# Required work
1. Please rewrite the part of the Hyper-V protection text that begins at the words "SC 2012 SP1" and stops after "to DPM server.", replacing "DPM" with "Data Protection Manager" throughout.
2. According to the Hyper-V protection text, how many nodes can a Windows 2012 Hyper-V cluster have?
3. Pick up the Hyper-V protection text after its final sentence and carry it forward.

# Supplied passage
****************

Windows 2012 help customers in maximize their ROI of their hardware investments and manage them efficiently. Windows 2012 can support various Hyper-V deployments including Hyper-V over CSV, Hyper-V over Remote SMB and Hyper-V Stand alone. This provides efficient and flexible deployment capability that meets various customer needs.
Windows 2012 Hyper-V cluster can have as many as 64 nodes and deploy 8000 VMs in the cluster. Along with the compute enhancements, Hyper-V can have its storage on CSV cluster or local attached storage or Remote SMB (cluster/standalone).
There are various parameters that need to be considered when architecting the private cloud deployments and its protection. This document discusses various aspects that need to be considered for this and are listed below.
DPM has enhanced its data protection capabilities to protect various Hyper-V deployments. Following table provides list of Hyper-V deployment combinations and DPM capability to protect them.
Note that the Certificate Based Authentication (CBA) that is used to protect PS and DPM residing in untrusted domains can only be used in case of primary DPM server. Secondary DPM Server and Primary DPM need to be on trusted domain servers.
SC 2012 SP1 – DPM enhanced its “express full” capabilities to all of the above supported deployments. This means that DPM can track all changes that are happening on the VM as they happen and at backup time, DPM reads these changed blocks and sends them across to DPM server.
DPM can protect these large cluster deployments by leveraging the DPM’s scale out feature discussed here and can reduce backup storage savings by excluding pagefile in backup content as discussed here. DPM can now protect 800 VMs with 100GB average VM size, once a day backup and 3% net churning. While this scale is literally 4 times the size that of prior DPM versions can handle, this scale is not sufficient enough to protect large clusters. With the scale out feature, a cluster can be protected by multiple DPM servers. While DPM scale out can protect these large clusters, various scale numbers need to be considered for backup configuration. All of them are discussed in detail here.

****************

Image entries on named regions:
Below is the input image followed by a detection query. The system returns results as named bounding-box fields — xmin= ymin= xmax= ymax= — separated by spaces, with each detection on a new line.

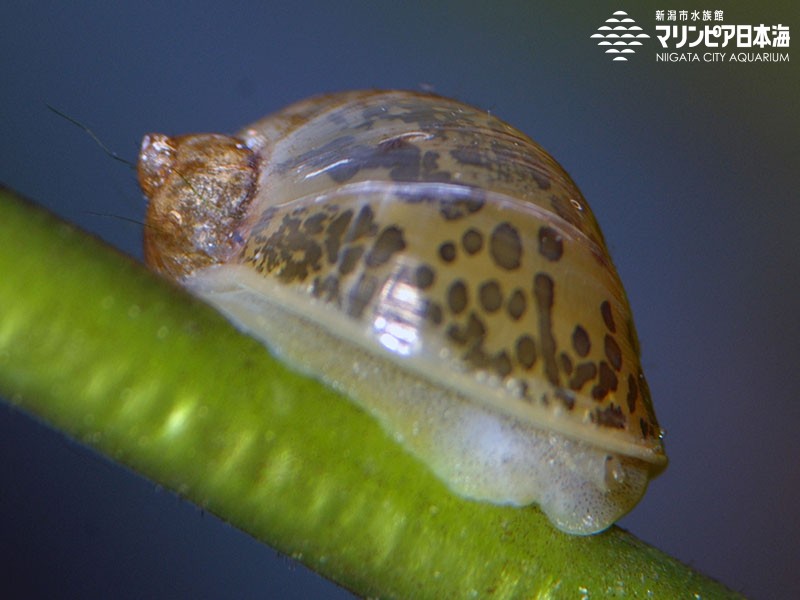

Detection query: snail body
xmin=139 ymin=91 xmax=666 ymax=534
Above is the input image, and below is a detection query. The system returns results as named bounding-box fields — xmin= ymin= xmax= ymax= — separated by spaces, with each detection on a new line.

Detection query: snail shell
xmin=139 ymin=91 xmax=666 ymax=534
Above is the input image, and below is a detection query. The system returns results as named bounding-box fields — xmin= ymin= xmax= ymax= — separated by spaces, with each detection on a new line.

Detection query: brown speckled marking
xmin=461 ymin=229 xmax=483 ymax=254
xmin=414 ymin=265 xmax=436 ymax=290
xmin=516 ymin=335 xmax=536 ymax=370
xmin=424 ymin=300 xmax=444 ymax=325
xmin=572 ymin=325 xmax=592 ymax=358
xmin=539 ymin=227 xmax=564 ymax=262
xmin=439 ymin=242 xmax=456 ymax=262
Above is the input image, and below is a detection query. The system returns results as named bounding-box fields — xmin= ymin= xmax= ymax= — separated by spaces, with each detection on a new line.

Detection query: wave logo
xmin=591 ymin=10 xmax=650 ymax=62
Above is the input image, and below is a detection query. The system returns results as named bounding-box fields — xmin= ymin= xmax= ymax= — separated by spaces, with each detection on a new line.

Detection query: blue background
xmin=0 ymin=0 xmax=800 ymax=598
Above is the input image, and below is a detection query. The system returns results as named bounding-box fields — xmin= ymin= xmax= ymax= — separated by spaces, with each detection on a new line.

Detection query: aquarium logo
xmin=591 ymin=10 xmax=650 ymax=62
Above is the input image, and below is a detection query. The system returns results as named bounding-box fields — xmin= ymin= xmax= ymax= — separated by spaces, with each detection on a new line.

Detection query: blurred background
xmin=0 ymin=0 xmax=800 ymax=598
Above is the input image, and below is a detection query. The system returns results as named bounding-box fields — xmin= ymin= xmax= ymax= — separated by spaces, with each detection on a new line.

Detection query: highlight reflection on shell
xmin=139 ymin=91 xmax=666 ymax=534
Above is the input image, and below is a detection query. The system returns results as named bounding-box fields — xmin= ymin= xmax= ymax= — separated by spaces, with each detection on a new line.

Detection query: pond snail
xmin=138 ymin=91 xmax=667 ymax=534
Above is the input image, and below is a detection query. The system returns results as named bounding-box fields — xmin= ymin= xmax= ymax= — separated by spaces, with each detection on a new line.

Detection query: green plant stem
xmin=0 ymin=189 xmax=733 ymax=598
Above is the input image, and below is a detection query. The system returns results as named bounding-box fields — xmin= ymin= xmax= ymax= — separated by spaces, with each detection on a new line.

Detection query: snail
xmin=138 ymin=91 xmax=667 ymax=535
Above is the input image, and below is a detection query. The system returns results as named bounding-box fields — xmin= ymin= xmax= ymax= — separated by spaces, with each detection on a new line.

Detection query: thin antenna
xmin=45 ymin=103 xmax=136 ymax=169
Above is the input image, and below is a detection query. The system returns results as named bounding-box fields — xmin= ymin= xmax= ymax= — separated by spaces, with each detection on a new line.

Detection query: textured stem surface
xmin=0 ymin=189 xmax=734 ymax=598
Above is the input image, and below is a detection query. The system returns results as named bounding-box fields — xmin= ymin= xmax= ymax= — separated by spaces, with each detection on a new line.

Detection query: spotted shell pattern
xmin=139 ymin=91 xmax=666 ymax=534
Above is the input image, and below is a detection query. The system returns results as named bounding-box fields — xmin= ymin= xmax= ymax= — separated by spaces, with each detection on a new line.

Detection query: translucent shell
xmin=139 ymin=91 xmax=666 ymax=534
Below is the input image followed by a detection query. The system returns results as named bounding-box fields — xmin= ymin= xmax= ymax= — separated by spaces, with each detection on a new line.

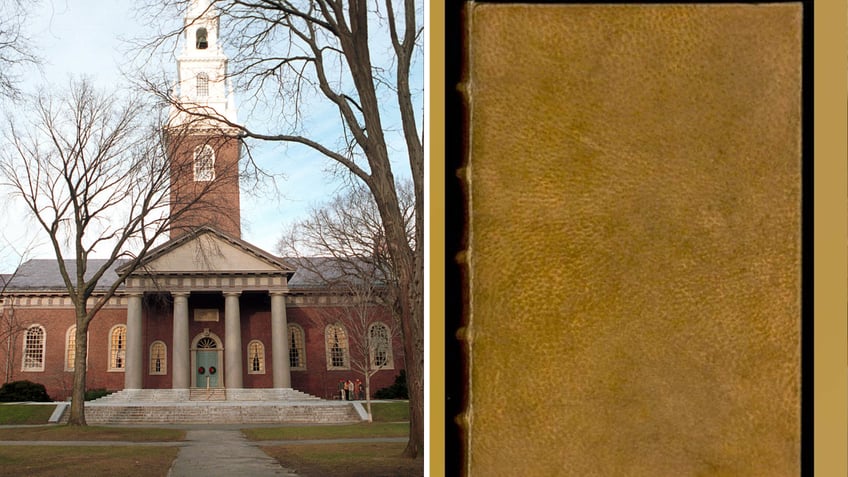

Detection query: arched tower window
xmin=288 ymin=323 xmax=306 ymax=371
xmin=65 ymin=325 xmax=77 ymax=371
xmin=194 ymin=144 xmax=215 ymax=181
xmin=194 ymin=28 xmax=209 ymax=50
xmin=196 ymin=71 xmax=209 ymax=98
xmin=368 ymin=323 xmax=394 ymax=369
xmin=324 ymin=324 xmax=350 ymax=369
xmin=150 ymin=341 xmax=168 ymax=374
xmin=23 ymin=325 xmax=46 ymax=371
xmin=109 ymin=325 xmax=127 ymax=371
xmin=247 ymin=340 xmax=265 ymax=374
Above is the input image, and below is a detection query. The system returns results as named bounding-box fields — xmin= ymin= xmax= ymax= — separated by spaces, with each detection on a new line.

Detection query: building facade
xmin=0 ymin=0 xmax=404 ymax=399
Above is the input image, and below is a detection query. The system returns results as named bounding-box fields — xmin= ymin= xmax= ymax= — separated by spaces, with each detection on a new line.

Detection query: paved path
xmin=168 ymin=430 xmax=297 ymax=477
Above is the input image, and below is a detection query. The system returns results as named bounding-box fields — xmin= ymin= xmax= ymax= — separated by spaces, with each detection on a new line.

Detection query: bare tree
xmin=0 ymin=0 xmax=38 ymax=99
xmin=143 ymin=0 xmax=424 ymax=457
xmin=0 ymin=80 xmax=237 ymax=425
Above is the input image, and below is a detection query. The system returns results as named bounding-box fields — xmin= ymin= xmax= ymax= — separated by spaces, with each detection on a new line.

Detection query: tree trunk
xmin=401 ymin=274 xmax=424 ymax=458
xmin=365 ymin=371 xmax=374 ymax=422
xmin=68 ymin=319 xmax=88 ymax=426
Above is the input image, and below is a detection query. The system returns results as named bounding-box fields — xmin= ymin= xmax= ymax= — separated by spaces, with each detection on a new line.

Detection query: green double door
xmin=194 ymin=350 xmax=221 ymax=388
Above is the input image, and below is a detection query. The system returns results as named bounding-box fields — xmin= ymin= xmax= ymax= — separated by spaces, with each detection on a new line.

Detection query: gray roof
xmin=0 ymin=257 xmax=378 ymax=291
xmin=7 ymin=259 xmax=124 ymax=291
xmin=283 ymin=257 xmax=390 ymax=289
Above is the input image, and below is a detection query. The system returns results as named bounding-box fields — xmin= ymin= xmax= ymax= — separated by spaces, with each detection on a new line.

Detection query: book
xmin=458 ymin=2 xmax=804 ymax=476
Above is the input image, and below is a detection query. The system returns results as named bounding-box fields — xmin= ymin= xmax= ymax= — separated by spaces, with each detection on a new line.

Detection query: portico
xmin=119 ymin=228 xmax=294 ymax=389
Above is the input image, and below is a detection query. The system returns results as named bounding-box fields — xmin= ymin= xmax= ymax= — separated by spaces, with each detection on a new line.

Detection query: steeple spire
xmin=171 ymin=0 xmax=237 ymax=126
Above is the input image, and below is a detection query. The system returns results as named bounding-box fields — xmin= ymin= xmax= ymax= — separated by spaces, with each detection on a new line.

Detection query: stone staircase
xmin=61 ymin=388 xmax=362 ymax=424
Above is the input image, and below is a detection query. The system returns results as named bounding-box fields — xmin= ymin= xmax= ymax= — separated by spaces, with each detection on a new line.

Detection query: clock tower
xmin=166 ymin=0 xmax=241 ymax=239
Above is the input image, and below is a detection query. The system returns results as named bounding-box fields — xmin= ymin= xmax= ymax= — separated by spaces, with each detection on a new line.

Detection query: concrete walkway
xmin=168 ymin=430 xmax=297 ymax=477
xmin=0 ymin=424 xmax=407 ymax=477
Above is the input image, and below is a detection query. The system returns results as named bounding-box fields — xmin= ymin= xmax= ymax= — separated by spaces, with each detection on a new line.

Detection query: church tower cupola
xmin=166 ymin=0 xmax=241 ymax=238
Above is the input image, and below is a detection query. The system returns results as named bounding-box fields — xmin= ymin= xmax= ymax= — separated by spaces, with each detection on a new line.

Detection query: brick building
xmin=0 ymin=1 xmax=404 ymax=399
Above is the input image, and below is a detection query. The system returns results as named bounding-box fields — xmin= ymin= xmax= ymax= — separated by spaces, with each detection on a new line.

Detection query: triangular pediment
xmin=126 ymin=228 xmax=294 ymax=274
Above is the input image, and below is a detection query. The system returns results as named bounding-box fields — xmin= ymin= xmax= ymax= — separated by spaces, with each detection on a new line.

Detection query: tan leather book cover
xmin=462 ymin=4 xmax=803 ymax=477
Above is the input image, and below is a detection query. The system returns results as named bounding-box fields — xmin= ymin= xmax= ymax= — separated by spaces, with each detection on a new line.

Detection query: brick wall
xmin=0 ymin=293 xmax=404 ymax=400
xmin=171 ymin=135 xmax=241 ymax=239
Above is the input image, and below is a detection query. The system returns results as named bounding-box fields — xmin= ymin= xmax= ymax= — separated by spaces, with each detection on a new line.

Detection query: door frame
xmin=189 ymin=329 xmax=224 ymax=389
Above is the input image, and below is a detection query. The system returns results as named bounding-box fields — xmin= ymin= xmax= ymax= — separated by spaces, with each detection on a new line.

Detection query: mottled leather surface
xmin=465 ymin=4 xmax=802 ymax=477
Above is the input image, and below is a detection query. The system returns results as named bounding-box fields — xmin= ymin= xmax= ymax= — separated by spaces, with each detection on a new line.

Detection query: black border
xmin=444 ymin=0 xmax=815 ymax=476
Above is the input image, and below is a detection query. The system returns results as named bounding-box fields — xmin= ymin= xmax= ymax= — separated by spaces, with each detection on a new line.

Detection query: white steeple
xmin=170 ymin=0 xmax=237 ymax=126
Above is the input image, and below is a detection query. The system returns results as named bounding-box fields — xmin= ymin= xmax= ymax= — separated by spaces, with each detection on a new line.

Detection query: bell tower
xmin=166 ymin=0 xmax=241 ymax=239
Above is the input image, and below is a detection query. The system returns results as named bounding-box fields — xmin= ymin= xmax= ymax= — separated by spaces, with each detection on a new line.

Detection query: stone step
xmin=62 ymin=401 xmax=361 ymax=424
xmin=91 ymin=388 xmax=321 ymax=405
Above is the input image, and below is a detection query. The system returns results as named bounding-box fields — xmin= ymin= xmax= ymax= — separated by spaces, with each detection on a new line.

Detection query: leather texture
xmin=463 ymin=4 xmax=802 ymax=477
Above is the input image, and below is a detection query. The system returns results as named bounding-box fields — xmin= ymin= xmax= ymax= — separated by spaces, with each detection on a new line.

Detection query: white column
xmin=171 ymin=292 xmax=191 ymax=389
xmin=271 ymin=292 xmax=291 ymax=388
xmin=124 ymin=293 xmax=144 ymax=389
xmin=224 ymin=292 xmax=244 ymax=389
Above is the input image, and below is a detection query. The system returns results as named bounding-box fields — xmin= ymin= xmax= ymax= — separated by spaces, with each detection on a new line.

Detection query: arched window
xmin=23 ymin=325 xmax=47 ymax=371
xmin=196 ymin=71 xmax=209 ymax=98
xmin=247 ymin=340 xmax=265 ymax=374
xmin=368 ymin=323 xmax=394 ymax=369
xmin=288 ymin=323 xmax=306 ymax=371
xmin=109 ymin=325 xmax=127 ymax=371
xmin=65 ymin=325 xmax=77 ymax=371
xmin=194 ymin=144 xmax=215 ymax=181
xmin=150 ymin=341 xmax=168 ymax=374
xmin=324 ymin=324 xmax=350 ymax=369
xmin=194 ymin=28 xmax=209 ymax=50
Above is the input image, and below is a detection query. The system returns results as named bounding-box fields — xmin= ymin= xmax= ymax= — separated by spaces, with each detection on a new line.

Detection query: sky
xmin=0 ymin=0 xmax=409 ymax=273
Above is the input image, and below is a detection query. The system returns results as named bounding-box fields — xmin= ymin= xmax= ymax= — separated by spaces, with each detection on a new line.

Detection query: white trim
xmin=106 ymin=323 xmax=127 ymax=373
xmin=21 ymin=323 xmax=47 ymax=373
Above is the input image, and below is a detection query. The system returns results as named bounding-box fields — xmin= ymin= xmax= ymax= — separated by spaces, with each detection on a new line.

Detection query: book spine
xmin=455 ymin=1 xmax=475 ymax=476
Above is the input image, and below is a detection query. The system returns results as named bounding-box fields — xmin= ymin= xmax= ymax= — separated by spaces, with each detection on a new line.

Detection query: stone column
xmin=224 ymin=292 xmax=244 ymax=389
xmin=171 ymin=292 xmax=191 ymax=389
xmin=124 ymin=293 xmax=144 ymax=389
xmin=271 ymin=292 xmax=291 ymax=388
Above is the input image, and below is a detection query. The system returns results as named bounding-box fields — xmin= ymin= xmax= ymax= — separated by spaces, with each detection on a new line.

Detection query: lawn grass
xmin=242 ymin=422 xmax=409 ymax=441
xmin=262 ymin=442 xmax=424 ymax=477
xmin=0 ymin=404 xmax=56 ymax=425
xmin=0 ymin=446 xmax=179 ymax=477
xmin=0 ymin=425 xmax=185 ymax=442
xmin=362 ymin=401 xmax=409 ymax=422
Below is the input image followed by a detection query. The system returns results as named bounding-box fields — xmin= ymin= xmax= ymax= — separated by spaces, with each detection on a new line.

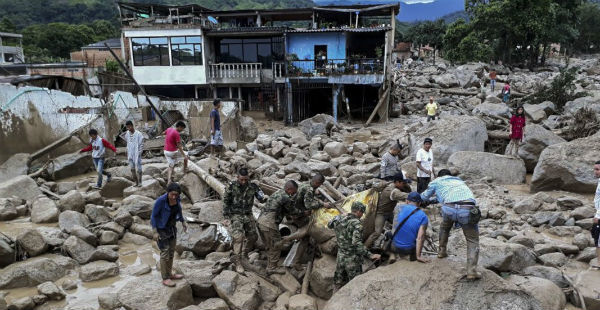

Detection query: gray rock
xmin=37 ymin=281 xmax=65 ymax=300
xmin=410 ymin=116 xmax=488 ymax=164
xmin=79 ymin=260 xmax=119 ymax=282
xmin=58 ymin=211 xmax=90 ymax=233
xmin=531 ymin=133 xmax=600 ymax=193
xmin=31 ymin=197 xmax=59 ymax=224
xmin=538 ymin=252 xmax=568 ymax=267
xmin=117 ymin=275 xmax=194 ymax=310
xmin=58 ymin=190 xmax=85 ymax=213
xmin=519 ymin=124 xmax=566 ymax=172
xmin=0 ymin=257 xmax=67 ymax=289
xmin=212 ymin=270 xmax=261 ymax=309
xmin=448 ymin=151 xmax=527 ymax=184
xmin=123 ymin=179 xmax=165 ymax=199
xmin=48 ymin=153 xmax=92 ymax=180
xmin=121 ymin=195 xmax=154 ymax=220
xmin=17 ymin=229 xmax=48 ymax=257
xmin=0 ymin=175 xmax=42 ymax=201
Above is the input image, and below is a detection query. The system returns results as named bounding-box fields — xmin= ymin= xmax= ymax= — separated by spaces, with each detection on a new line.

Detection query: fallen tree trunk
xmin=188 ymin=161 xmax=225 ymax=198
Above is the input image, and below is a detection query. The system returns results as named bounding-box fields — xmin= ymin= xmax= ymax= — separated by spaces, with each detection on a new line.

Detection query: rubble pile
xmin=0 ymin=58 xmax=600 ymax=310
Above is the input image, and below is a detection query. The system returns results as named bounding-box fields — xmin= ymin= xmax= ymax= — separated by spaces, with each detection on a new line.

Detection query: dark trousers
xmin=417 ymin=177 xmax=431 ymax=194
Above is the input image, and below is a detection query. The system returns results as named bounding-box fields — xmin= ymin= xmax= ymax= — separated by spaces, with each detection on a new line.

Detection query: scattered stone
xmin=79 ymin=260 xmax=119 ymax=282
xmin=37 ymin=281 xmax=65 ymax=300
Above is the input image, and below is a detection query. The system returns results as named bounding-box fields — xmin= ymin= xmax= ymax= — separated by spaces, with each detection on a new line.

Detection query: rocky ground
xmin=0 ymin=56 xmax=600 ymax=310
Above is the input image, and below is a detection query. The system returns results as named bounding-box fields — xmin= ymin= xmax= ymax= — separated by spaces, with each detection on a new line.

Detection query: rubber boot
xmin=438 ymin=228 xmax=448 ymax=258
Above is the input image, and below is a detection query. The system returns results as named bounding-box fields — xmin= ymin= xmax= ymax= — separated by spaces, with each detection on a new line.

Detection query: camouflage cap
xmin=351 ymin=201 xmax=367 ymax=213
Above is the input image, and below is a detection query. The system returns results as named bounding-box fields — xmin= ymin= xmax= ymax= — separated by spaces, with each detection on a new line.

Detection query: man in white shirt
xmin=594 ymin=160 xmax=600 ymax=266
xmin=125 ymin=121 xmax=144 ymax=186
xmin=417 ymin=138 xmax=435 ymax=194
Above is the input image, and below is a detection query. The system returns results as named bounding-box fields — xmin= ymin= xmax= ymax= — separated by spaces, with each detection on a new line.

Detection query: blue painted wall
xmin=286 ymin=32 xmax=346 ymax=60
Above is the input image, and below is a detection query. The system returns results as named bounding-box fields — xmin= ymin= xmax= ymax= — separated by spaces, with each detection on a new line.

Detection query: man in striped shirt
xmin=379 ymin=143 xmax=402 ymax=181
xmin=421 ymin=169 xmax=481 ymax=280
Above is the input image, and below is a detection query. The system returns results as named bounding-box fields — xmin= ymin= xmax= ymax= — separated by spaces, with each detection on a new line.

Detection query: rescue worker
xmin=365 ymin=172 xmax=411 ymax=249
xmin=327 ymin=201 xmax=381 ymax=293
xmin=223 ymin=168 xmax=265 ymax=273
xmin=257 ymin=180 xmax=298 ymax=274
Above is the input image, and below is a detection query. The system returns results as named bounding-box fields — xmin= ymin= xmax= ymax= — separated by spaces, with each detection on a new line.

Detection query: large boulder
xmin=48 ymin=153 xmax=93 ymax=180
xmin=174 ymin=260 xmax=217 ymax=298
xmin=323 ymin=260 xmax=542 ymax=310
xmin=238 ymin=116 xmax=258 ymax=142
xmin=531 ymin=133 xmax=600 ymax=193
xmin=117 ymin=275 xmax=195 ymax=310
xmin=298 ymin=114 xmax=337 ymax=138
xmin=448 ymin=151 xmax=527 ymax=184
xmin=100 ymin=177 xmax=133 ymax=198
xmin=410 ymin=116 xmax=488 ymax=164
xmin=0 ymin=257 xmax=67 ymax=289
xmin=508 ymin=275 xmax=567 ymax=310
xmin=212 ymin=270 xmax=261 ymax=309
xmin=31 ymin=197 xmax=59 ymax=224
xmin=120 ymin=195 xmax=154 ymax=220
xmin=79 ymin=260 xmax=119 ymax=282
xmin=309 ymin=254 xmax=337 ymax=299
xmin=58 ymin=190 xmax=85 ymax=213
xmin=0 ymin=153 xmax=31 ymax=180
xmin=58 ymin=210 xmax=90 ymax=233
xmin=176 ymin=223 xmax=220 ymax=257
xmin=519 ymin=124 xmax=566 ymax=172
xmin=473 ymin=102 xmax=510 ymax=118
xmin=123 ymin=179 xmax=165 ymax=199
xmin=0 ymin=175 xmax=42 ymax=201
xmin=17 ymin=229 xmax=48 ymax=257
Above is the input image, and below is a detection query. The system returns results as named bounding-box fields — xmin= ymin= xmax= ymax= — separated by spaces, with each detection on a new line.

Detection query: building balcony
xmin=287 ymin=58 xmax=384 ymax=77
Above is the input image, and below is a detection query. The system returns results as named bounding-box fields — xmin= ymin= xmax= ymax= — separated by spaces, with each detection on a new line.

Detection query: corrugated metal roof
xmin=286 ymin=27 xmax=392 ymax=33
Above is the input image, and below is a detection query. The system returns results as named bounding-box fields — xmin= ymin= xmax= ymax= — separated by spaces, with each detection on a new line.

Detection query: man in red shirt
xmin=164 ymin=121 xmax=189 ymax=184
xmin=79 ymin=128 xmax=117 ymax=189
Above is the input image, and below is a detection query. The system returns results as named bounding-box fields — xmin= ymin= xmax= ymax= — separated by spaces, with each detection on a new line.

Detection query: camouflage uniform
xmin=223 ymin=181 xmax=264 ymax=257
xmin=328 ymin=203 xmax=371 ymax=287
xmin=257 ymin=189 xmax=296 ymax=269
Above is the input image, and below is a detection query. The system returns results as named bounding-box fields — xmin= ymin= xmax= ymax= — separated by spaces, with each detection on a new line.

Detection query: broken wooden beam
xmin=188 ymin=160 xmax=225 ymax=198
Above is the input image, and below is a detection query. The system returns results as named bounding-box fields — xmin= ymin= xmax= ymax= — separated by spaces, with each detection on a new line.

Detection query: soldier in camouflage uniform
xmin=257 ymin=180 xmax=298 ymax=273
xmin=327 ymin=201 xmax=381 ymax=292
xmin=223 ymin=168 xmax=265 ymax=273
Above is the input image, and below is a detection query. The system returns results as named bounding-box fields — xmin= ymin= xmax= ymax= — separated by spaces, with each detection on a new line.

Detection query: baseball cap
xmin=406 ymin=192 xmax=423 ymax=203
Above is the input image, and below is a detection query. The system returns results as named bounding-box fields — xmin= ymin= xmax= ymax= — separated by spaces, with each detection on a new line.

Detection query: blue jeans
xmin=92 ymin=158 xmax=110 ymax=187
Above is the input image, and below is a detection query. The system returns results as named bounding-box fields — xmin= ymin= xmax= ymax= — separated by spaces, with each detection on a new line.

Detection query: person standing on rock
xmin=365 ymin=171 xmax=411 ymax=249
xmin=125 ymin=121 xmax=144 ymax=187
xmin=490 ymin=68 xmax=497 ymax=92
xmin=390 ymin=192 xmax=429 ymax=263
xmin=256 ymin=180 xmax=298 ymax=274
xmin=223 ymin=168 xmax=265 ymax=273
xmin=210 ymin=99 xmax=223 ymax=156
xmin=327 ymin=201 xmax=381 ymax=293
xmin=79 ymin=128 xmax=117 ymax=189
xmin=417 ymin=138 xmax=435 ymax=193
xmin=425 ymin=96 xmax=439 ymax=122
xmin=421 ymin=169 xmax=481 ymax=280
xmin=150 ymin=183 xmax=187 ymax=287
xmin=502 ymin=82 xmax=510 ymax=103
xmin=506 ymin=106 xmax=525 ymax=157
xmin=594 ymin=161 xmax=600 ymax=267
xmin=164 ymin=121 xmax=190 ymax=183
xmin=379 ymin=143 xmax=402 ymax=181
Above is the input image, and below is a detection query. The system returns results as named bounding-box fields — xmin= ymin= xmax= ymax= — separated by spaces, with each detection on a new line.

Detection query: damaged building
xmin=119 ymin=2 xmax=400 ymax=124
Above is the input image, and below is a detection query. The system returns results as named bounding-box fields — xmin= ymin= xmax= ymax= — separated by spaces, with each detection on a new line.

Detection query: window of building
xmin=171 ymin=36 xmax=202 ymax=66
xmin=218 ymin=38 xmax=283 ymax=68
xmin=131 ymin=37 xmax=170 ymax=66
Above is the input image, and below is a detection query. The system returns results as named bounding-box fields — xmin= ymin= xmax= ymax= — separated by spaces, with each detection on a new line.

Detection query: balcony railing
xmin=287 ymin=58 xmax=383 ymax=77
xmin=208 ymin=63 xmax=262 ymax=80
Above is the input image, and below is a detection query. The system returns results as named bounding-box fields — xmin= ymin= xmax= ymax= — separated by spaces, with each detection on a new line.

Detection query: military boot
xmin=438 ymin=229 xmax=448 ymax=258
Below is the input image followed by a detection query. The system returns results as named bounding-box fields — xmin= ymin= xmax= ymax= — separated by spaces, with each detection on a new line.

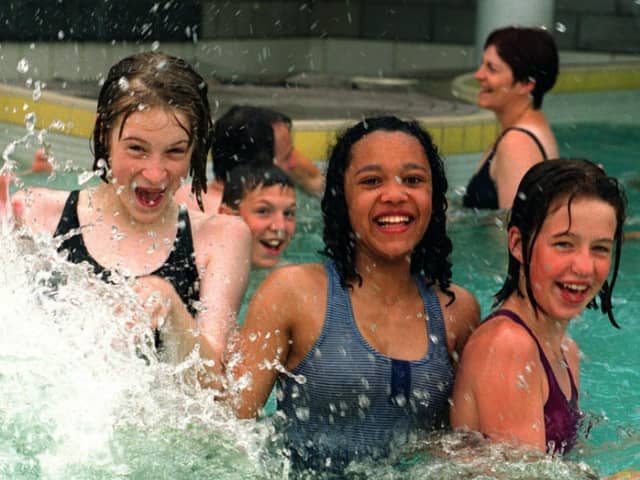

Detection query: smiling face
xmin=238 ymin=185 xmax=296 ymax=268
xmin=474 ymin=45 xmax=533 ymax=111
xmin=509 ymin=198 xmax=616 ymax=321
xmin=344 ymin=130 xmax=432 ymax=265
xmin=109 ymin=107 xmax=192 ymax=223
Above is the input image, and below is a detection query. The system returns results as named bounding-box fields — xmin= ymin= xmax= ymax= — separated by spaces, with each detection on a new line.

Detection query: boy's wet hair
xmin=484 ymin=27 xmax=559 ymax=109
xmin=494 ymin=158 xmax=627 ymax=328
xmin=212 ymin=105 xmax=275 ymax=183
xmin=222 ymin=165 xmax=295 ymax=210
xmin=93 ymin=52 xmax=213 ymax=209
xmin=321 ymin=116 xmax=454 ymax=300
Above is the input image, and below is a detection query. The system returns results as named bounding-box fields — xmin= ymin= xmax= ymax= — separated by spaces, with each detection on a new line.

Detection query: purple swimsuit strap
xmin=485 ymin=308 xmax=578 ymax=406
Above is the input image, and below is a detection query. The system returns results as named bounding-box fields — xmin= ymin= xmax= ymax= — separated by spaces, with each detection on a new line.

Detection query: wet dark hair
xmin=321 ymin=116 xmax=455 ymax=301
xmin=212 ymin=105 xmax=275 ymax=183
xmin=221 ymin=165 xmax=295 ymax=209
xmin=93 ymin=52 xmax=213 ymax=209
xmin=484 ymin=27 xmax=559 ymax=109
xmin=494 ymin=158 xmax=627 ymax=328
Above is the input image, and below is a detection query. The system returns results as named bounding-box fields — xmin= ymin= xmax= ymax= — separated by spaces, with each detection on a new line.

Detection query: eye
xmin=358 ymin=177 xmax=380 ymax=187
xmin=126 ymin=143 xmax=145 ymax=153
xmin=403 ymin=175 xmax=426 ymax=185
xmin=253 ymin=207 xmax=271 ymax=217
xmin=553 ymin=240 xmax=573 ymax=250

****************

# Answers to the tasks
1.
SC 2012 SP1 – Data Protection Manager enhanced its “express full” capabilities to all of the above supported deployments. This means that Data Protection Manager can track all changes that are happening on the VM as they happen and at backup time, Data Protection Manager reads these changed blocks and sends them across to Data Protection Manager server.

2. As many as 64 nodes.

3.
DPM simplifies the recovery and backup by creating two volumes called replica volume and shadow copy volume for each data source(s) depending on the colocation feature leveraged by the user. Replica volume always carry replica of last snapshot that was backed up. The Shadow copy volumes will carry the differentials between various snapshots. This is done by leveraging Windows VolSnap capabilities. With the VolSnap capability, one can retrieve any Point In Time (PIT) without applying prior PITs. DPM has been tested with 40TB of total shadow copy volume space within the DPM server. Note that DPM’s diff area will be total of each data source size, churning per backup, number of backups per day, number of retention days. For ex., if a DPM server protects 800 VMs, with 100GB average VM size, 3% net churning per day, once a day backup, 14 days retention period, total diff area required for this DPM server is 33.6TB (VM Count * Average VM Size * Net Churn Per Day * retention period).
As discussed above, DPM maintains the Replica Volume that carries replica of last snapshot that was backed up. DPM has been tested with 80TB of total Replica Volume meaning all data sources combined together can be 80TB in total size. In the above example of 800 VMs, with 100GB average VM size, total Replica Volume size would be 80TB.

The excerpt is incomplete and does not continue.